▶ **Selected excerpt**:
====
Call it a miracle, a "small" miracle, to quote author Anne Lamott. This is what happened:
One morning, Lamott started to believe in the wisdom of George W. Bush -- that maybe he was smarter than she thought. That maybe he had a real grasp of classified intelligence. That maybe he was well above her or anybody's understanding. It was on this same morning, the author adds, that Lamott, a practicing Presbyterian, started to doubt the existence of God.
"This was it," she writes in the final essay of her splendid new collection of essays, Plan B: Further Thoughts on Faith (Riverhead Books/Penguin). "This earth, this country, here, now, was all there was. This was where all life happened, the up and the down and the plus and the minus and the world of choices and consequences. Not an easy place, but a place full of significance." Prayer? What of it? God, the very idea, was preposterous.
Since the presidential election of 2000, Lamott had been living the "daily depression of life under the Bush White House." She'd spent the better part of four years watching "the end of the world in Super SloMo." The rise of the right wing in America was making her "mentally ill," and she'd been good and angry about the war in Iraq. Worse, she was "soul-sick" to discover that the grim situation in Iraq was making her secretly glad.
But here's the miracle of the story: Compared to the ludicrousness of believing in Bush, Lamott soon realized, belief in God was "almost rational." So she spiritually started from scratch, addressing a simple prayer to the "someone or something" out there that "hears." "Hi!" is how she began.
The word worked wonders. She got out of her house in northern California, joined a peace march that day in San Francisco, and said "no to power" and "hello to camaraderie." Call it part of Lamott's Plan B.
====
▶ **Entries**:
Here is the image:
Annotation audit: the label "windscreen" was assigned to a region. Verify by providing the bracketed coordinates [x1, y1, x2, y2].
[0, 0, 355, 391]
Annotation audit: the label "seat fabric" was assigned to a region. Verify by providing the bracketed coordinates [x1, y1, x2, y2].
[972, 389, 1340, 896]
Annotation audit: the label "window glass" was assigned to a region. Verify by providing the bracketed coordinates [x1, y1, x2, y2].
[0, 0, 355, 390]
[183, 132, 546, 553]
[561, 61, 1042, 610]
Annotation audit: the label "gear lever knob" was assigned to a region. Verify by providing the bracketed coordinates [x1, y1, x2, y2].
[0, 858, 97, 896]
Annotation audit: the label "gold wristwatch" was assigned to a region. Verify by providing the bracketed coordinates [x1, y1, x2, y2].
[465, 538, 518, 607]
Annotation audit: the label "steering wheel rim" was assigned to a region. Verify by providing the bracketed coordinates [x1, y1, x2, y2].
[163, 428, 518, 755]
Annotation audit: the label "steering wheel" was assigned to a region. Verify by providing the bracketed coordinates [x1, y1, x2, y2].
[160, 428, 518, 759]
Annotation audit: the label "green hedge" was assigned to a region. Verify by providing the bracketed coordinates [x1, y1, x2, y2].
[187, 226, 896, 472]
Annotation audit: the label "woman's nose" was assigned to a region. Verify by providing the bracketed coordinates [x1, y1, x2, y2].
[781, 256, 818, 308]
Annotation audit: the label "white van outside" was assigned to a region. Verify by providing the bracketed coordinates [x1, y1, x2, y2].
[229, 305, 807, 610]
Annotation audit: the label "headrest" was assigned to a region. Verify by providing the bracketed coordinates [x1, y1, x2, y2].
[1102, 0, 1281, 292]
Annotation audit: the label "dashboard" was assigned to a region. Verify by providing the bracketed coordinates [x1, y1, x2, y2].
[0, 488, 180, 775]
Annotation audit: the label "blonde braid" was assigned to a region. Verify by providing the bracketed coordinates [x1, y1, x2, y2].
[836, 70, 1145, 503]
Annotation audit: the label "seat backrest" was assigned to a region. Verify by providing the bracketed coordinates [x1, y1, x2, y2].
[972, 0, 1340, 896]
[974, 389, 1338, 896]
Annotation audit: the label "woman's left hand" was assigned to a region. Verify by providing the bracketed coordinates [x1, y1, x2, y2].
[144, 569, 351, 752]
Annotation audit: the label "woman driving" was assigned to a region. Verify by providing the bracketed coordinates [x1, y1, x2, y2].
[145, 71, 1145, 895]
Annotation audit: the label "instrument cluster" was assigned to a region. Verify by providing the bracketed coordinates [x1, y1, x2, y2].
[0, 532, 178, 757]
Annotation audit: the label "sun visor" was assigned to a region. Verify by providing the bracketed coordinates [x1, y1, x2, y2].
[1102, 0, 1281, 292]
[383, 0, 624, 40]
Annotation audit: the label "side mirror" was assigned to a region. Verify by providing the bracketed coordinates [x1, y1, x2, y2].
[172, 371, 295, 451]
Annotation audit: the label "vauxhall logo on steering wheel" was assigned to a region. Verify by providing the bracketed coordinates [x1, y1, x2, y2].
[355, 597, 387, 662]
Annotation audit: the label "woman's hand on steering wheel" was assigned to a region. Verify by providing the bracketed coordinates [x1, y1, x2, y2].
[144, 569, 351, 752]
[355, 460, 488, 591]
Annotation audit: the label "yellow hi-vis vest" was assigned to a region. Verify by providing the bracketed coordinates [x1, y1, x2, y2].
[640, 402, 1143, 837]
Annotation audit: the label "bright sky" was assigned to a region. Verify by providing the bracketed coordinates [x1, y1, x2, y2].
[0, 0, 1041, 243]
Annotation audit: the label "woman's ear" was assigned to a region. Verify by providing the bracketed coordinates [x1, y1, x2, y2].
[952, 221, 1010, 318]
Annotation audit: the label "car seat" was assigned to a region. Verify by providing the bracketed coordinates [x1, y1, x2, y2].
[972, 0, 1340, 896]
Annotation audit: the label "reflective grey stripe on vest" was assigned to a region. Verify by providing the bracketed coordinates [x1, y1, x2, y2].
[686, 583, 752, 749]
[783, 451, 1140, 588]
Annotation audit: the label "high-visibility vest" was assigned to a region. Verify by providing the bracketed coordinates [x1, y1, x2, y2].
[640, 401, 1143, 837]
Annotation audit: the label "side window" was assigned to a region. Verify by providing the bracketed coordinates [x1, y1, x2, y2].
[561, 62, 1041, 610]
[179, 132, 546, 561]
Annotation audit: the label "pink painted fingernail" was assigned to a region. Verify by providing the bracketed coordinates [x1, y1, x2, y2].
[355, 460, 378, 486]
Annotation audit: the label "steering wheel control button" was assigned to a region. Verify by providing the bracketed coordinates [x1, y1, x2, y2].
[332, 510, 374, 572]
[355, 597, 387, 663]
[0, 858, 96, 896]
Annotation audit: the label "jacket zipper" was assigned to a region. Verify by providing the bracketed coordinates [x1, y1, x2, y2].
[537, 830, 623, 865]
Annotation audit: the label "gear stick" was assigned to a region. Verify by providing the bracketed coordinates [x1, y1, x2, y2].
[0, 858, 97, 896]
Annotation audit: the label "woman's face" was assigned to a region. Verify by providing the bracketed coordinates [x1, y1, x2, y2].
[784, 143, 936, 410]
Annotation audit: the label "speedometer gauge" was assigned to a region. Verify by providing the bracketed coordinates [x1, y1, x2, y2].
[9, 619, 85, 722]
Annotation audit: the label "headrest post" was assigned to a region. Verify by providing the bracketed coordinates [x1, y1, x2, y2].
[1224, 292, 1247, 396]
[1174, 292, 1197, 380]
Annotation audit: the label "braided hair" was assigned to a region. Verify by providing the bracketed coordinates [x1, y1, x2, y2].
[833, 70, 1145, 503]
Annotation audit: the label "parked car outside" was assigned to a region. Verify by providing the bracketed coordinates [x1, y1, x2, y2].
====
▶ **Task requirements**:
(1) Reproduce the passage of the piece about Anne Lamott that opens with the words containing "Call it a miracle, a" and closes with "idea, was preposterous.", replacing "morning" with "evening" throughout.
(2) Extend the piece about Anne Lamott and her collection Plan B, beginning after its final sentence.

▶ **Answer list**:
(1)
Call it a miracle, a "small" miracle, to quote author Anne Lamott. This is what happened:
One evening, Lamott started to believe in the wisdom of George W. Bush -- that maybe he was smarter than she thought. That maybe he had a real grasp of classified intelligence. That maybe he was well above her or anybody's understanding. It was on this same evening, the author adds, that Lamott, a practicing Presbyterian, started to doubt the existence of God.
"This was it," she writes in the final essay of her splendid new collection of essays, Plan B: Further Thoughts on Faith (Riverhead Books/Penguin). "This earth, this country, here, now, was all there was. This was where all life happened, the up and the down and the plus and the minus and the world of choices and consequences. Not an easy place, but a place full of significance." Prayer? What of it? God, the very idea, was preposterous.

(2)
"Plan A was getting Bush out the White House," Lamott recently said by phone from Washington, D.C., where she was promoting her new book. "You have a vision, but it doesn't turn out. Plan B is where you end up -- whether it's in politics or within your family. You think you're supposed to know what you're doing, where you're going, but I keep thinking of the old joke: If you want to make God laugh, tell her your plans. Well, it's taken a while for me to get over Bush's reelection. I was pretty devastated. But I don't feel quite as shrill as before."
Maybe it's partly because her energies had this focus: preparing Plan B for publication. In 24 essays (many lifted from her writings for Salon.com), this is the Anne Lamott readers have come to know and to love: a woman (now past 50 and unapologetically in less than tip-top physical shape), an unmarried mom (with a teenage son she one moment could kill, the next moment embrace), and a Christian (minus any and all sanctimoniousness). Consider:
On the author's difficulties with her late mother Nikki, a combination Hermione Gingold and the Hindu goddess Kali: "I prayed for my heart to soften, to forgive her, and love her for what she did give me -- life, great values, a lot of tennis lessons, and the best she could do. Unfortunately, the best she could do was terrible ... ."
On the picture of a full-figured Virgin Mary that Lamott keeps on a gold chain: "She doesn't look like she has missed many meals ... . She looks like Myrna Loy." Or is she a "demure Bette Midler"?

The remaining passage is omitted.